(begin)

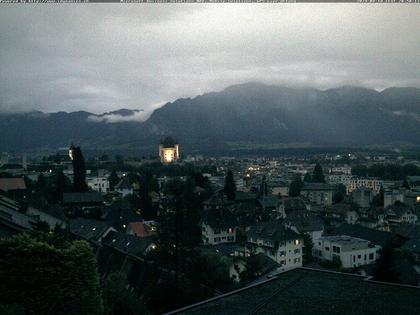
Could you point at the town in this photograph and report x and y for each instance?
(161, 233)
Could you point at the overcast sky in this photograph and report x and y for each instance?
(105, 57)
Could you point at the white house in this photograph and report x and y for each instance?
(218, 226)
(318, 193)
(372, 183)
(97, 183)
(352, 252)
(123, 187)
(279, 243)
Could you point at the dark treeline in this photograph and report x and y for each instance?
(386, 171)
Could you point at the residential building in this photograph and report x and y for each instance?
(351, 251)
(169, 150)
(276, 241)
(372, 183)
(124, 187)
(52, 218)
(398, 214)
(11, 220)
(98, 183)
(318, 193)
(362, 196)
(379, 238)
(309, 291)
(391, 196)
(218, 225)
(83, 203)
(305, 222)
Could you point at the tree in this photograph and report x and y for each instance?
(339, 194)
(307, 248)
(230, 186)
(378, 200)
(359, 170)
(113, 180)
(79, 170)
(295, 187)
(60, 186)
(49, 277)
(117, 299)
(318, 174)
(384, 268)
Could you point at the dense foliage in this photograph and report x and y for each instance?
(386, 171)
(45, 275)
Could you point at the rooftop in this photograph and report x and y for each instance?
(7, 184)
(344, 240)
(309, 291)
(318, 186)
(83, 197)
(356, 230)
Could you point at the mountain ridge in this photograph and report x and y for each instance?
(251, 112)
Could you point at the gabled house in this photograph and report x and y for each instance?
(319, 194)
(376, 237)
(276, 241)
(88, 204)
(124, 187)
(352, 252)
(305, 222)
(11, 220)
(399, 214)
(53, 218)
(292, 204)
(341, 212)
(89, 229)
(218, 225)
(141, 229)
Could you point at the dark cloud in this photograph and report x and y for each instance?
(103, 57)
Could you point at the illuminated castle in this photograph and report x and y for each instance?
(168, 150)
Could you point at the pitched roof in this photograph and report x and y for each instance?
(219, 218)
(123, 184)
(356, 230)
(83, 197)
(128, 243)
(304, 221)
(318, 186)
(168, 142)
(12, 218)
(88, 229)
(7, 184)
(269, 201)
(140, 229)
(272, 231)
(293, 204)
(308, 291)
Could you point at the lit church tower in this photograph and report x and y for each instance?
(168, 150)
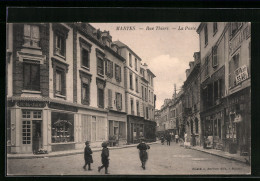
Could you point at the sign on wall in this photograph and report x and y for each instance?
(241, 74)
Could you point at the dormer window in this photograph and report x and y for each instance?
(31, 36)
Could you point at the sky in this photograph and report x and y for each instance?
(167, 48)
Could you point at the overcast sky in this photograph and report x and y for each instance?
(167, 50)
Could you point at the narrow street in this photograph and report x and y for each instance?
(163, 160)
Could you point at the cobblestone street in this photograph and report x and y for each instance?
(163, 160)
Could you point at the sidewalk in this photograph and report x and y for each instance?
(66, 153)
(235, 157)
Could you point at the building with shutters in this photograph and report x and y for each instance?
(115, 91)
(225, 84)
(138, 122)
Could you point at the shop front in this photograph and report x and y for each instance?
(117, 127)
(238, 123)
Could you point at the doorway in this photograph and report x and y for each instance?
(37, 135)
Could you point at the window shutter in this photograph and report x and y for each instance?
(109, 97)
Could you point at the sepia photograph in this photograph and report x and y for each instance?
(128, 98)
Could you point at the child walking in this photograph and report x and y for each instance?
(88, 156)
(104, 158)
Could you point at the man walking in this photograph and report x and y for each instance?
(142, 152)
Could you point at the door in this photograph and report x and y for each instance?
(26, 137)
(37, 135)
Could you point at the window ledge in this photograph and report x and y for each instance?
(85, 68)
(31, 91)
(60, 96)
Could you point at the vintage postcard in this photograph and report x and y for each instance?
(125, 98)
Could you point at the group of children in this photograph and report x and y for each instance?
(105, 155)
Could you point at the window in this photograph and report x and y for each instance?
(215, 27)
(119, 101)
(60, 44)
(131, 80)
(109, 98)
(31, 75)
(206, 66)
(60, 82)
(214, 56)
(137, 108)
(118, 73)
(135, 64)
(85, 57)
(234, 27)
(206, 34)
(31, 35)
(132, 106)
(233, 65)
(100, 98)
(196, 125)
(109, 68)
(130, 60)
(136, 84)
(100, 66)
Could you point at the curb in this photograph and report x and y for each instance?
(222, 156)
(10, 156)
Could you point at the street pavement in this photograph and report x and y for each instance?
(163, 160)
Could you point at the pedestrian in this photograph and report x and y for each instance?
(168, 138)
(142, 152)
(162, 140)
(87, 156)
(104, 158)
(176, 138)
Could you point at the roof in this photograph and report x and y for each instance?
(122, 45)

(end)

→ **PROBLEM STATEMENT**
Format all of the data above as a numbered list, one line per entry, with blank lines dropped. Omit the pictures.

→ **FINAL RESULT**
1. Could you point at the town in this photograph and report x and y for each instance?
2. (161, 233)
3. Could you point at the overcast sky in this photograph and report x and y for each instance?
4. (105, 57)
5. Could you point at the white house in this photograph and report x and y for each instance?
6. (218, 226)
7. (318, 193)
8. (372, 183)
9. (97, 183)
10. (352, 252)
11. (123, 187)
12. (279, 243)
13. Could you point at the dark treeline in this photograph and report x and y for each instance?
14. (386, 171)
15. Could you point at the residential building in this photograph and report x and y for each instance?
16. (351, 251)
17. (169, 150)
18. (276, 241)
19. (372, 183)
20. (124, 187)
21. (52, 218)
22. (398, 214)
23. (11, 220)
24. (98, 183)
25. (318, 193)
26. (362, 196)
27. (379, 238)
28. (309, 291)
29. (391, 196)
30. (218, 225)
31. (83, 203)
32. (305, 222)
33. Could you point at the tree in this photograph and report x and y for each instance?
34. (339, 194)
35. (307, 248)
36. (230, 186)
37. (378, 200)
38. (359, 170)
39. (113, 180)
40. (79, 170)
41. (295, 187)
42. (60, 186)
43. (49, 277)
44. (117, 299)
45. (318, 174)
46. (384, 268)
47. Could you point at the dense foliage in this photograph and report x and y for each instance?
48. (386, 171)
49. (45, 275)
50. Could you point at the rooftop in this photograph and report x and y for each instance?
51. (7, 184)
52. (344, 240)
53. (309, 291)
54. (318, 186)
55. (83, 197)
56. (356, 230)
57. Could you point at the mountain ridge in this photograph and report x and y for each instance?
58. (251, 112)
59. Could you point at the gabled house in this photograph and report x and y for each instance?
60. (319, 194)
61. (376, 237)
62. (276, 241)
63. (88, 204)
64. (124, 187)
65. (352, 252)
66. (305, 222)
67. (11, 220)
68. (399, 214)
69. (53, 218)
70. (292, 204)
71. (341, 212)
72. (89, 229)
73. (218, 225)
74. (141, 229)
75. Could you point at the dark cloud in this photograph and report x and y for each instance?
76. (103, 57)
77. Could you point at the illuminated castle in this photograph and report x and y for each instance?
78. (168, 150)
79. Could you point at the pitched roof in this photograph and report x and y for each instance?
80. (219, 218)
81. (123, 184)
82. (356, 230)
83. (83, 197)
84. (128, 243)
85. (304, 221)
86. (318, 186)
87. (168, 142)
88. (12, 218)
89. (88, 229)
90. (7, 184)
91. (269, 201)
92. (140, 229)
93. (272, 231)
94. (293, 204)
95. (308, 291)
96. Could you point at the lit church tower in this photograph and report x and y for each instance?
97. (168, 150)
98. Could you point at the sign on wall in this photograph and report x and y for each instance?
99. (241, 74)
100. Could you point at the dormer window in this photograph and report x and y for each instance?
101. (31, 36)
102. Could you point at the sky in this photograph and report x and y for each instance?
103. (167, 48)
104. Could you point at the overcast sky in this photograph and report x and y for each instance?
105. (167, 50)
106. Could you point at the narrow street in this photograph and report x and y for each instance?
107. (163, 160)
108. Could you point at the cobblestone street in this photograph and report x and y for each instance?
109. (163, 160)
110. Could you point at the sidewalk in this photograph and report x and y for each instance?
111. (66, 153)
112. (235, 157)
113. Could you point at the building with shutters in this photograph and report x and y for each instance?
114. (115, 91)
115. (225, 84)
116. (138, 122)
117. Could you point at the shop front in this photograph and report x and y for each instance?
118. (117, 127)
119. (238, 123)
120. Could you point at the doorway in this photograph and report x and y for each instance?
121. (37, 135)
122. Could you point at the window shutter in this photograph and report x and y for each instance?
123. (109, 97)
124. Could you point at the sepia photograph in this photograph and report x and y for each instance?
125. (128, 98)
126. Could you point at the child walking in this photograph and report x and y for each instance?
127. (88, 156)
128. (104, 158)
129. Could you point at the man walking in this photograph and report x and y for each instance?
130. (142, 152)
131. Could you point at the door in this photograph and report x and y for each instance?
132. (26, 137)
133. (37, 135)
134. Could you point at the window ledge in this photograph and report x and y for each instance?
135. (85, 68)
136. (31, 91)
137. (60, 96)
138. Could you point at the vintage postcard in this photograph and report x and y for each instance?
139. (125, 98)
140. Could you point at the group of children in this photograph and report x and y for each instance?
141. (105, 155)
142. Could you point at the window in this photograph and report x and y for each instance?
143. (215, 27)
144. (119, 101)
145. (60, 44)
146. (131, 80)
147. (109, 98)
148. (31, 75)
149. (206, 66)
150. (60, 82)
151. (214, 56)
152. (137, 108)
153. (118, 73)
154. (135, 64)
155. (85, 57)
156. (234, 27)
157. (206, 34)
158. (31, 35)
159. (132, 106)
160. (233, 65)
161. (100, 98)
162. (196, 125)
163. (109, 68)
164. (130, 60)
165. (136, 84)
166. (100, 66)
167. Could you point at the curb in this photograph and report x and y for each instance?
168. (222, 156)
169. (10, 156)
170. Could you point at the street pavement in this photograph and report x and y for each instance?
171. (163, 160)
172. Could you point at the pedestrian in this photograph and report x and y for each instance?
173. (168, 138)
174. (142, 152)
175. (162, 140)
176. (87, 156)
177. (104, 158)
178. (176, 138)
179. Could you point at the roof in this photograph and report x and y for each instance?
180. (122, 45)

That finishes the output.